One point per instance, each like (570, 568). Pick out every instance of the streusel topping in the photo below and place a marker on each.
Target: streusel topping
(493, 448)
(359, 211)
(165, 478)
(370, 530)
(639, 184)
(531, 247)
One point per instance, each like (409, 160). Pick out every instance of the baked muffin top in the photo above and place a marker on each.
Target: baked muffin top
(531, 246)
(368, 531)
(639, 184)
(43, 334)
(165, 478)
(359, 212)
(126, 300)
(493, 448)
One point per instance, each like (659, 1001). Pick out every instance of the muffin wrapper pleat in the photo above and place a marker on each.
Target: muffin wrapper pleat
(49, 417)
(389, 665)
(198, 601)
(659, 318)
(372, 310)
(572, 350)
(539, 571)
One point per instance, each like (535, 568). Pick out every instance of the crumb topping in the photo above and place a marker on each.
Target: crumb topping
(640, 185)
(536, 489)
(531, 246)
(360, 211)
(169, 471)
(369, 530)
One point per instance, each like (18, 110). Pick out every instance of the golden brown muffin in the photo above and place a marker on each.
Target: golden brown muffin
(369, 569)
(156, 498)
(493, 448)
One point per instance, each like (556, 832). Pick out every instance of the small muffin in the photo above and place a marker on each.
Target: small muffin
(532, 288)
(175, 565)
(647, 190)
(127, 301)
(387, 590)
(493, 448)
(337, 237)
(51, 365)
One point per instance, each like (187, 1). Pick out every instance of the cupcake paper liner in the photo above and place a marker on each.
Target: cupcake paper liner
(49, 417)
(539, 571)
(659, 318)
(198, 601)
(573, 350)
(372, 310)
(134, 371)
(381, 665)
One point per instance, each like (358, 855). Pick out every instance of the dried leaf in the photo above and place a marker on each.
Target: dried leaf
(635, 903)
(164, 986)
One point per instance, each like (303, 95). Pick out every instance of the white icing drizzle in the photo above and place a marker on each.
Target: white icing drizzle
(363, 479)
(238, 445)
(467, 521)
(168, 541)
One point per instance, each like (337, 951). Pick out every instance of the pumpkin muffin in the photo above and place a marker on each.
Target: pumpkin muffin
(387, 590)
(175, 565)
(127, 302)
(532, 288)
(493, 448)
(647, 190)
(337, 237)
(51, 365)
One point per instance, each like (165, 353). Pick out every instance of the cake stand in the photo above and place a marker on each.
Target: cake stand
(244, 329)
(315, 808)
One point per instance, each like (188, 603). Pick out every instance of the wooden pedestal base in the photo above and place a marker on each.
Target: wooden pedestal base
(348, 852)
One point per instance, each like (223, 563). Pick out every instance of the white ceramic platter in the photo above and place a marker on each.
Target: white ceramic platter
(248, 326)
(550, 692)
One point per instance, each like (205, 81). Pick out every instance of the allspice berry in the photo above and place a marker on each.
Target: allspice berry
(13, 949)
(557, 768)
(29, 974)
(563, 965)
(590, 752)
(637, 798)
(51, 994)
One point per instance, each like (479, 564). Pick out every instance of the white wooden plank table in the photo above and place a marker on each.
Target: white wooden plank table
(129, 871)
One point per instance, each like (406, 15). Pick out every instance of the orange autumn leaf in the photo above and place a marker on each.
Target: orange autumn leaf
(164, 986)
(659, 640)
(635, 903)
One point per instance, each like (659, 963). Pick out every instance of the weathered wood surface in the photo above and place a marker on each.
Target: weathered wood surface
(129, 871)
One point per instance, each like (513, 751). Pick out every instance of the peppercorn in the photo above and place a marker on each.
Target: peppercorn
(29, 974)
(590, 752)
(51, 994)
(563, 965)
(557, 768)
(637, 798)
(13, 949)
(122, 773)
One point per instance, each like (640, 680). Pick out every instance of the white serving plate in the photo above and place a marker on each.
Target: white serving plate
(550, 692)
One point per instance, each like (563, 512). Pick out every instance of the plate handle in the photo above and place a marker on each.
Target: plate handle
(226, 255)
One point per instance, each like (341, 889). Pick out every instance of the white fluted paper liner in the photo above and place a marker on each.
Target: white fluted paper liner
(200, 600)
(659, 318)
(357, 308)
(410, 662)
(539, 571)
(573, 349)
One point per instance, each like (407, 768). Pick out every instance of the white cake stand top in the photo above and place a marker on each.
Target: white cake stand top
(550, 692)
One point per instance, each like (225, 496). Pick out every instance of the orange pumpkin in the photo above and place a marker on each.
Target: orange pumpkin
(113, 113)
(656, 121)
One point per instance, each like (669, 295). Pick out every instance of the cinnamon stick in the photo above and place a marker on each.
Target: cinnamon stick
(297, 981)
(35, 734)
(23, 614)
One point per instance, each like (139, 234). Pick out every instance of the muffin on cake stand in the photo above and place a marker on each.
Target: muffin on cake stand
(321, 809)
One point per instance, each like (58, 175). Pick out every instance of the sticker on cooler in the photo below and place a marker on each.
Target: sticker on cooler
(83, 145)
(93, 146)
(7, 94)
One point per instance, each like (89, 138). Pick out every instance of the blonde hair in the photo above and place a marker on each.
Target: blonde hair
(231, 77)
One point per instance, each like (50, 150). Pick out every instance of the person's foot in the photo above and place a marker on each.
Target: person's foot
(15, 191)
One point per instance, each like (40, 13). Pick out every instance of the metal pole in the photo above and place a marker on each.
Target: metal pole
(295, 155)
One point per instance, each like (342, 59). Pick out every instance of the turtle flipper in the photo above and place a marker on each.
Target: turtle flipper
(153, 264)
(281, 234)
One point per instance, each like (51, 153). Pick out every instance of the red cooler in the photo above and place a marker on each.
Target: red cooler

## PROMPT
Once you have read the records, write every one of them out again exactly.

## WRITTEN ANSWER
One point per instance, each like (570, 568). Pick out every instance of the streusel topping in the photo below and place a marker on each.
Target: streusel topping
(493, 448)
(359, 211)
(165, 478)
(370, 530)
(639, 184)
(531, 247)
One point per instance, each like (409, 160). Pick out every instance of the baked muffin top in the photo above and place a marker on each.
Target: baked muffin top
(531, 246)
(368, 531)
(639, 184)
(43, 334)
(165, 478)
(359, 212)
(126, 300)
(493, 448)
One point per instance, each like (659, 1001). Pick out every instance of the muffin wrapper pleat in the photo above and place a marker on each.
Target: muffin wrapper pleat
(49, 417)
(389, 665)
(198, 601)
(659, 318)
(372, 310)
(572, 350)
(539, 571)
One point per instance, each like (535, 568). Pick out every instance of the crumb topping in the photo above and place a marker on each.
Target: crumb topping
(640, 185)
(536, 489)
(531, 246)
(360, 211)
(169, 471)
(369, 530)
One point per instance, each like (18, 110). Pick out every instance of the golden brown muffin in the photo above and place a marker on each.
Target: golden brown muffin
(369, 569)
(156, 498)
(493, 448)
One point per instance, each like (556, 832). Pick out every instance of the small muffin in the photo above and place a marker on each.
Target: small muffin
(532, 288)
(175, 565)
(647, 190)
(127, 301)
(387, 590)
(493, 448)
(337, 237)
(51, 365)
One point per instance, each like (187, 1). Pick out every instance of the cupcake paper liner in the photo above and place a marker on each.
Target: cupcake paper liner
(49, 417)
(539, 571)
(659, 318)
(198, 601)
(573, 350)
(372, 310)
(134, 371)
(381, 665)
One point per instance, each like (358, 855). Pick out every instance of the dried leaf in the photo above and place a marker on each.
Target: dried leaf
(635, 903)
(164, 986)
One point per instance, each like (303, 95). Pick out every instance of the white icing drizzle in the photo above and place a marker on each.
Target: white icing drizzle
(363, 479)
(238, 445)
(467, 521)
(168, 541)
One point per instance, each like (337, 951). Pick out every instance of the pumpkin muffin in the photo above and place a marker on each.
Target: pumpkin muffin
(387, 590)
(175, 565)
(127, 302)
(532, 288)
(493, 448)
(647, 190)
(337, 237)
(51, 365)
One point per instance, each like (165, 353). Pick out every instance of the cake stand in the photo above and place a marker on each.
Target: cake stand
(244, 329)
(315, 808)
One point per instance, each like (188, 603). Pick out every instance of the wooden pedestal base in the photo above and place a marker on each.
Target: wooden pedestal base
(348, 852)
One point per instance, each like (223, 563). Pick out every instance of the white ceramic platter in the photo above and place a marker on each.
Target: white ceramic platter
(248, 326)
(550, 692)
One point per instance, each like (205, 81). Pick out every instance of the allspice berry in the photo above and place a marker on each.
Target: allspice berry
(13, 949)
(557, 768)
(29, 974)
(563, 965)
(590, 752)
(637, 798)
(51, 994)
One point per instance, each like (479, 564). Pick out every instance of the white wooden plank table in the photo above and place a marker on each.
Target: white wooden plank table
(129, 871)
One point per instance, each like (406, 15). Pick out every instance of the orange autumn leaf in the photo above and place a marker on each.
Target: orange autumn leaf
(164, 986)
(659, 640)
(635, 903)
One point per instance, each like (659, 963). Pick out every instance of the weathered wood surface in the photo above and place a marker on each.
Target: weathered wood surface
(129, 871)
One point per instance, each like (513, 751). Pick out every instance of the peppercorn in the photo above and place a marker on each.
Target: peppercorn
(29, 974)
(590, 752)
(51, 994)
(563, 965)
(557, 768)
(637, 798)
(13, 949)
(122, 773)
One point per instance, each like (640, 680). Pick out every instance of the white serving plate in the photo above and place a marker on each.
Target: white serving plate
(550, 692)
One point per instance, each like (563, 512). Pick out every instance of the plate handle in the photo above and place a marker on each.
Target: plate handle
(226, 255)
One point per instance, each like (341, 889). Pick out every instance of the white fluted paper liner in the photo above and place a marker on each.
Target: white fluted paper liner
(200, 600)
(659, 318)
(357, 308)
(410, 662)
(539, 571)
(573, 349)
One point per instance, each like (407, 768). Pick out every instance of the white cake stand top in the photo above and place a marker on each.
Target: white cake stand top
(550, 692)
One point per instance, each like (225, 496). Pick out every instance of the orange pumpkin in the photo above and place a marker on each.
Target: orange pumpkin
(113, 113)
(656, 121)
One point per instance, each like (669, 295). Pick out every instance of the cinnamon stick in the photo above and place a marker on each.
Target: cinnamon stick
(297, 981)
(35, 734)
(23, 614)
One point per instance, each like (139, 234). Pick out every instance of the muffin on cake stand in the photo above and place a marker on each.
Target: muffin on cake stand
(321, 809)
One point per instance, each like (58, 175). Pick out every instance of the sticker on cooler in the photo below and place a marker on each.
Target: sticker on cooler
(83, 145)
(93, 146)
(7, 94)
One point per instance, each like (89, 138). Pick out every instance of the blonde hair in the photo above and place a marker on each.
Target: blonde hair
(231, 77)
One point per instance, each like (50, 150). Pick out every instance of the person's foot in the photo above and place a marker on each.
Target: person's foot
(15, 191)
One point per instance, each like (40, 13). Pick out every instance of the metal pole in the photo above and place a marker on each.
Target: metal pole
(295, 155)
One point per instance, each like (342, 59). Pick out every instance of the turtle flipper in the photo above and place a marker on each.
Target: turtle flipper
(153, 264)
(281, 234)
One point per instance, each like (51, 153). Pick out every instance of the red cooler in the photo above and place a marker on each.
Target: red cooler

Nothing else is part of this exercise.